__DIRECTIVE__
Omitting all pictures, copy word for word the lines from the line containing "ROI sailboat" through the final line of the entries.

__GIVEN DATA__
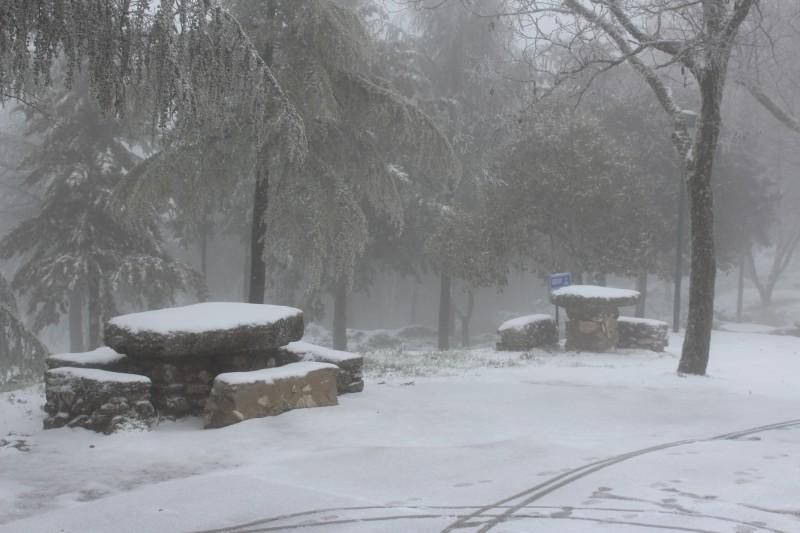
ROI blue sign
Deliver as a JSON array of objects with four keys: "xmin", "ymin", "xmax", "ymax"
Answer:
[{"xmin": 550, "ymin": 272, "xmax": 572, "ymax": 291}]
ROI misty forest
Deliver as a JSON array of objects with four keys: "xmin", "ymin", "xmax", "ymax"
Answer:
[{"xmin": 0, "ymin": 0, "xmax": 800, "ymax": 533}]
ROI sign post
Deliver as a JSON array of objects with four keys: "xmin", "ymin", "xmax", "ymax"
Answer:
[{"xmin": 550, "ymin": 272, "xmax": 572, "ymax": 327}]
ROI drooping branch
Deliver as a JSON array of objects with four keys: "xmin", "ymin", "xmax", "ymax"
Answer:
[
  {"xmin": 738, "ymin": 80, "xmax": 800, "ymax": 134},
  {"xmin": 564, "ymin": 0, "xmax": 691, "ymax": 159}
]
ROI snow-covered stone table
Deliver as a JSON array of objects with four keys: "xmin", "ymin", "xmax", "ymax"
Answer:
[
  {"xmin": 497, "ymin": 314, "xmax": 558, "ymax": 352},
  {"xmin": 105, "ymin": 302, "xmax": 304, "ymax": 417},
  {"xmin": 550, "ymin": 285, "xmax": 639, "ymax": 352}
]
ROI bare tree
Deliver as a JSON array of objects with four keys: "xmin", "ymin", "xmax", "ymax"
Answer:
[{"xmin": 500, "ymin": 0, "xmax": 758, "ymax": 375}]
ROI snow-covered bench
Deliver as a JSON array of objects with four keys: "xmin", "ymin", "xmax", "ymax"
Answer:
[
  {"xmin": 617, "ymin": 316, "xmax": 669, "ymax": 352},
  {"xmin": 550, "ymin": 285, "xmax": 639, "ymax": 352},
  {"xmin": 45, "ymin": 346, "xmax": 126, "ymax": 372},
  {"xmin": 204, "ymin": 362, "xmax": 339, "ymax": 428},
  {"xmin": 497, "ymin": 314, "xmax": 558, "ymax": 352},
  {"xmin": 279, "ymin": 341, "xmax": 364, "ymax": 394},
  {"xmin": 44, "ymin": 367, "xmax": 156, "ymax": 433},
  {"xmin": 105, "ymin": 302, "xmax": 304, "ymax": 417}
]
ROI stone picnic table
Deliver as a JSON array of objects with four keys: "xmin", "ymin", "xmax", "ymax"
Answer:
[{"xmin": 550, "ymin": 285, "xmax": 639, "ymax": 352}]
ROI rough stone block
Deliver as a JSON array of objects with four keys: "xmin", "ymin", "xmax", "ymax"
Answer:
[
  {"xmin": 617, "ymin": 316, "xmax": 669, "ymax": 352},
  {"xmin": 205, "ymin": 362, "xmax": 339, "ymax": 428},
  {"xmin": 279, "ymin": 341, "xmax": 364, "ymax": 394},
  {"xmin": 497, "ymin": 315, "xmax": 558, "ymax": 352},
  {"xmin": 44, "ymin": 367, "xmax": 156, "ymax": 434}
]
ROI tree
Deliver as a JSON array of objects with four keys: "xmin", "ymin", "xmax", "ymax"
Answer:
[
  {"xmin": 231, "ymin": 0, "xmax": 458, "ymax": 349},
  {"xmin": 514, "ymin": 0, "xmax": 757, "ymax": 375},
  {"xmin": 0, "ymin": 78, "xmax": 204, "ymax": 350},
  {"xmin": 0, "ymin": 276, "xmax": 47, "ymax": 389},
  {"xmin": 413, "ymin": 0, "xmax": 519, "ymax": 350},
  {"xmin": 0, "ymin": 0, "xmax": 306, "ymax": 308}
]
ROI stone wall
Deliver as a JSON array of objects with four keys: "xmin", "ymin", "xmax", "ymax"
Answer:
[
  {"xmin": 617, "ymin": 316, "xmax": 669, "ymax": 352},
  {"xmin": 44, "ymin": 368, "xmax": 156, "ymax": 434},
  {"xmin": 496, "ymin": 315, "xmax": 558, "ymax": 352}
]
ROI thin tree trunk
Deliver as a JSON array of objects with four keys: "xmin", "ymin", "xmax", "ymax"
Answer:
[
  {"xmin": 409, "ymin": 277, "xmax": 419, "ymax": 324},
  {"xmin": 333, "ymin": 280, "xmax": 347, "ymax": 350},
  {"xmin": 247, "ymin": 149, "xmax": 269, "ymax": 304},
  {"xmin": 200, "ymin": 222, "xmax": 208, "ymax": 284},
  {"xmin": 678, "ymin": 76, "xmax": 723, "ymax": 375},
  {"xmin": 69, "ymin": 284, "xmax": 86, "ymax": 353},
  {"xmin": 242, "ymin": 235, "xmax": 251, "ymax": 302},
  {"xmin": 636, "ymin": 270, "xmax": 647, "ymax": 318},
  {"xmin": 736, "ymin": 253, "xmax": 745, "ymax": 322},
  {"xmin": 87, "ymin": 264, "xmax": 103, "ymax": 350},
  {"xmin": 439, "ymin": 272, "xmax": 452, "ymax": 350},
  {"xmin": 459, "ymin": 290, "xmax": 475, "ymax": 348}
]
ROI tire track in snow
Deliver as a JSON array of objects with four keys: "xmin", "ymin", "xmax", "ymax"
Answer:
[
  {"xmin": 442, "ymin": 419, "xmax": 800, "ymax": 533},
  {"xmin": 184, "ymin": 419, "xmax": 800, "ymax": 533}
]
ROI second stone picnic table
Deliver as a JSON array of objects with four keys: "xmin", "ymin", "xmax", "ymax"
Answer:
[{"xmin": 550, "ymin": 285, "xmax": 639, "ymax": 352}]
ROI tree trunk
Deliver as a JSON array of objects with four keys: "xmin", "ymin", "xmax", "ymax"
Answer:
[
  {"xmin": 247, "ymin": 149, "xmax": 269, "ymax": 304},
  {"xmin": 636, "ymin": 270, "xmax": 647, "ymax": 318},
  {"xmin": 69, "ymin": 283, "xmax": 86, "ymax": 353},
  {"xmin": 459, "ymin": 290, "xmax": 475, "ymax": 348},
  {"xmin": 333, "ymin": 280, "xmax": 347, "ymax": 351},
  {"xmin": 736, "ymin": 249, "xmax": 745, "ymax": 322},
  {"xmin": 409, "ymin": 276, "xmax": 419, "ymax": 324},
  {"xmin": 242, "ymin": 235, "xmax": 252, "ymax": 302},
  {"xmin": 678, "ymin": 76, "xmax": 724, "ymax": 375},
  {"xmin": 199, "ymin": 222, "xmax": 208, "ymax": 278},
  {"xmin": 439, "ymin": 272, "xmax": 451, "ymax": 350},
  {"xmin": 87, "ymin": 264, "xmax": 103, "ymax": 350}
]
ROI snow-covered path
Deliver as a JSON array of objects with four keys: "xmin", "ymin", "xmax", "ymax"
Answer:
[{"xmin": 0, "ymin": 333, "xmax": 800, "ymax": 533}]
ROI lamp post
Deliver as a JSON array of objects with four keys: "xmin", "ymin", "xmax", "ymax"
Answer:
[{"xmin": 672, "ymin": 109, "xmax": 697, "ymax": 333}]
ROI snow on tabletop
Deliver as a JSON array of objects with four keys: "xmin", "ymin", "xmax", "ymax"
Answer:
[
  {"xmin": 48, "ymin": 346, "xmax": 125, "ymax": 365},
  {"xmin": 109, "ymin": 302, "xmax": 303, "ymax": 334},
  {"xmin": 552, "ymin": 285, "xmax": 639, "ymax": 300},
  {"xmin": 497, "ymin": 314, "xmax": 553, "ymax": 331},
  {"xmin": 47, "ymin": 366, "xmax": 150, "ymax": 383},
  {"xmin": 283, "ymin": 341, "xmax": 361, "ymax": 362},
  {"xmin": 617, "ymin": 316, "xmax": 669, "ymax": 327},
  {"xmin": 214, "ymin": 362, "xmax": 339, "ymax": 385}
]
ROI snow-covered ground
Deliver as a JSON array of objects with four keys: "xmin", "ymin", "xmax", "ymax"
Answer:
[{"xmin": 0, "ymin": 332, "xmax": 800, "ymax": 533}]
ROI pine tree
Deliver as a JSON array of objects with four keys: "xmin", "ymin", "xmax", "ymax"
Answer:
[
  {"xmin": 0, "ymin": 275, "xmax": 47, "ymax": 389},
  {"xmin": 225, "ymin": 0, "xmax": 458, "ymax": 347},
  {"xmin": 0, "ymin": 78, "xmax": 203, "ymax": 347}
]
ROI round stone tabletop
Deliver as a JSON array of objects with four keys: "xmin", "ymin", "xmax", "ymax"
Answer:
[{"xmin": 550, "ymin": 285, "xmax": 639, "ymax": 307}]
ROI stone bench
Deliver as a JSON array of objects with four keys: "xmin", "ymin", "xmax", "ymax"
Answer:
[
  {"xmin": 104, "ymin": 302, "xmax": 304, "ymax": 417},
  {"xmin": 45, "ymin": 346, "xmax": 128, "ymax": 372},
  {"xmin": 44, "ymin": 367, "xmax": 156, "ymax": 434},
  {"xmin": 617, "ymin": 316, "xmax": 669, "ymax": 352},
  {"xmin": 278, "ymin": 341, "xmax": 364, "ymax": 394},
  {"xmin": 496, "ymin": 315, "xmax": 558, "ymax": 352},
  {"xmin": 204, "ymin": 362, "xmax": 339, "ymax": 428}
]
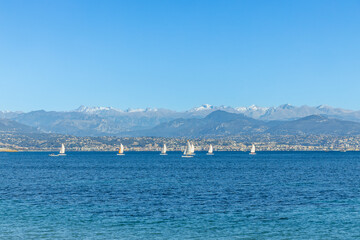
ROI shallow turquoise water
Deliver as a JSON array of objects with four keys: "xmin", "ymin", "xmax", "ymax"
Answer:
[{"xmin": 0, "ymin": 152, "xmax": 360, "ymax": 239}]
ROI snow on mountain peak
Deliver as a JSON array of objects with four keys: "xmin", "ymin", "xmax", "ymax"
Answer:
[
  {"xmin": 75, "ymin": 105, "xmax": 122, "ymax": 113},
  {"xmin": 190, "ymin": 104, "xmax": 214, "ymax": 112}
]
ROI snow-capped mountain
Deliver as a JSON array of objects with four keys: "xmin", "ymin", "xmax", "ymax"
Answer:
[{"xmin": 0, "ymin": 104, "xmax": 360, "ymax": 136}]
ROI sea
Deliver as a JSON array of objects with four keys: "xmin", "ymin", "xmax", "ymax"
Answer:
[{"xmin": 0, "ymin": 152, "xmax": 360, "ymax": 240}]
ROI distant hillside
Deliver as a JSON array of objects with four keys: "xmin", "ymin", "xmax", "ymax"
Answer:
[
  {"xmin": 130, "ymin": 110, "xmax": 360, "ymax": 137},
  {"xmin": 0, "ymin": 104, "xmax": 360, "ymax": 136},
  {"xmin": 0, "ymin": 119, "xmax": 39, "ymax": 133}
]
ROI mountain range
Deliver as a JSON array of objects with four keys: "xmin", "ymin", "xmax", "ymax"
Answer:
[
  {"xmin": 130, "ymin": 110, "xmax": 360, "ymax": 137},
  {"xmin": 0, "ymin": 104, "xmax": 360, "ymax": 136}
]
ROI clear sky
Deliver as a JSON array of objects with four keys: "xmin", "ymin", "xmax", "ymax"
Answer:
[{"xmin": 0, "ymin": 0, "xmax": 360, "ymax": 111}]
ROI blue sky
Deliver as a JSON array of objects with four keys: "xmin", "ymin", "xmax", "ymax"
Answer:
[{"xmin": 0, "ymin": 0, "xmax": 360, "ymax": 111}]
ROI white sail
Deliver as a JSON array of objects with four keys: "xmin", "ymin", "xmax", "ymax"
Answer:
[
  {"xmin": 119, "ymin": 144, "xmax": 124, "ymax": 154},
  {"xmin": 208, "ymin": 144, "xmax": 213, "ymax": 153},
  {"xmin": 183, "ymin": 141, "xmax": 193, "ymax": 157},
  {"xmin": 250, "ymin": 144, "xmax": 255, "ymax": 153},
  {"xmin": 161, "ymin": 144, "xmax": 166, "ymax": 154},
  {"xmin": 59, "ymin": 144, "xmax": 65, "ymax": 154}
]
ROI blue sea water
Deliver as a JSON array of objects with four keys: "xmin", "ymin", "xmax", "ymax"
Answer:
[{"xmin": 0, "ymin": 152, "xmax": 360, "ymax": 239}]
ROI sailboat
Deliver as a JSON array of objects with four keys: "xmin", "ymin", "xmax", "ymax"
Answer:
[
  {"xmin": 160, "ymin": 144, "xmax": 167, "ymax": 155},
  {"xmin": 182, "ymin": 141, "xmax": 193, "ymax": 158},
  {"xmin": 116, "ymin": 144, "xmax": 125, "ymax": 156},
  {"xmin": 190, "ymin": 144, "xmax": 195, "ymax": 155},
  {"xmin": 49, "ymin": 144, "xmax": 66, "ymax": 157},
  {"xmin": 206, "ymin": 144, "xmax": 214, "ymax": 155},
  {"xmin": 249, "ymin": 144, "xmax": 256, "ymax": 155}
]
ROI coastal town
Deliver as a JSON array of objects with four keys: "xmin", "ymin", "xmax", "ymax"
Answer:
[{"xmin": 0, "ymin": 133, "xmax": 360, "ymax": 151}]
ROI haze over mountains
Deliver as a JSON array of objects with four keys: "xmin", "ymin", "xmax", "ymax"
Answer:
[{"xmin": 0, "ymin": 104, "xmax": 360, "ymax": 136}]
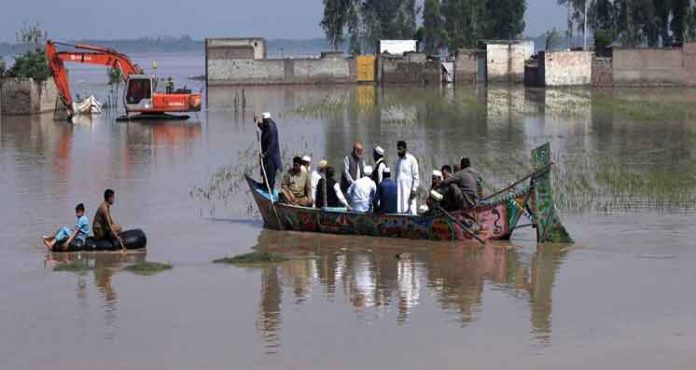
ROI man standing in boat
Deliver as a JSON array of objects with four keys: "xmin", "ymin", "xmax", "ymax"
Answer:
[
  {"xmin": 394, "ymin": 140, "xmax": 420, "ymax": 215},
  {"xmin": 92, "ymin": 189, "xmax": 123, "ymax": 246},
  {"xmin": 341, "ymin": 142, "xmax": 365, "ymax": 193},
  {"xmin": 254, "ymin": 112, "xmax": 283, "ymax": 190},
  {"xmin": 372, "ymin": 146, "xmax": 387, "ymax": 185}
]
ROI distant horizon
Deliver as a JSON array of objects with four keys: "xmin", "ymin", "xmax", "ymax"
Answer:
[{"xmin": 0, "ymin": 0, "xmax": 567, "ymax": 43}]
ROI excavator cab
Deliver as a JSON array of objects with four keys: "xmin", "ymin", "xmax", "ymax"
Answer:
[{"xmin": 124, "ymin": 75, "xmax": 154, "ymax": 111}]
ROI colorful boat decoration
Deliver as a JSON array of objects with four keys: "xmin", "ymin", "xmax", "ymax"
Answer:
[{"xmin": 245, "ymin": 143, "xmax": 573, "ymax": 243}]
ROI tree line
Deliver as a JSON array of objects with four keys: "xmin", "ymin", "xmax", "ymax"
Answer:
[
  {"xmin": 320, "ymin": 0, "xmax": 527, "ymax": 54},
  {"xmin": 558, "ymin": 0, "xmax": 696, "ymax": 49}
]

__FINISHED EXERCISE__
ROI sailboat
Deliver as a JSON array of objects with four keys: "xmin", "ymin", "xmax", "ymax"
Answer:
[
  {"xmin": 160, "ymin": 144, "xmax": 167, "ymax": 155},
  {"xmin": 182, "ymin": 141, "xmax": 193, "ymax": 158},
  {"xmin": 116, "ymin": 144, "xmax": 125, "ymax": 156},
  {"xmin": 190, "ymin": 144, "xmax": 195, "ymax": 155},
  {"xmin": 49, "ymin": 144, "xmax": 66, "ymax": 157},
  {"xmin": 206, "ymin": 144, "xmax": 214, "ymax": 155},
  {"xmin": 249, "ymin": 144, "xmax": 256, "ymax": 155}
]
ROI coastal town
Deliver as a JSON array of objects with four keys: "xmin", "ymin", "xmax", "ymax"
Answer:
[{"xmin": 0, "ymin": 133, "xmax": 360, "ymax": 151}]
ROI haze over mountains
Deliver as a JSON array of objects with four keys: "xmin", "ymin", "xmax", "ymax"
Answer:
[{"xmin": 0, "ymin": 104, "xmax": 360, "ymax": 136}]
ROI man standing in boat
Deliver as a JSON array of objects with four keys: "xmin", "ymin", "xmax", "ymax"
Answer:
[
  {"xmin": 394, "ymin": 140, "xmax": 420, "ymax": 215},
  {"xmin": 92, "ymin": 189, "xmax": 123, "ymax": 246},
  {"xmin": 341, "ymin": 142, "xmax": 365, "ymax": 193},
  {"xmin": 254, "ymin": 112, "xmax": 283, "ymax": 190},
  {"xmin": 372, "ymin": 146, "xmax": 387, "ymax": 185}
]
ROI distant horizon
Deliver as a JSON array of objects with four keys: "xmin", "ymin", "xmax", "ymax"
Answer:
[{"xmin": 0, "ymin": 0, "xmax": 567, "ymax": 43}]
ROI excavator cab
Deliver as a JSON array of objects with four keys: "xmin", "ymin", "xmax", "ymax"
Answer:
[{"xmin": 124, "ymin": 75, "xmax": 154, "ymax": 111}]
ROI colorful boat decoration
Deliver as a JSON array of objects with four keys: "xmin", "ymin", "xmax", "ymax"
Answer:
[{"xmin": 245, "ymin": 143, "xmax": 573, "ymax": 243}]
ROI tree line
Deliver as a JSON array of objects with four keys: "xmin", "ymin", "xmax", "ymax"
Answer:
[
  {"xmin": 320, "ymin": 0, "xmax": 527, "ymax": 54},
  {"xmin": 558, "ymin": 0, "xmax": 696, "ymax": 49}
]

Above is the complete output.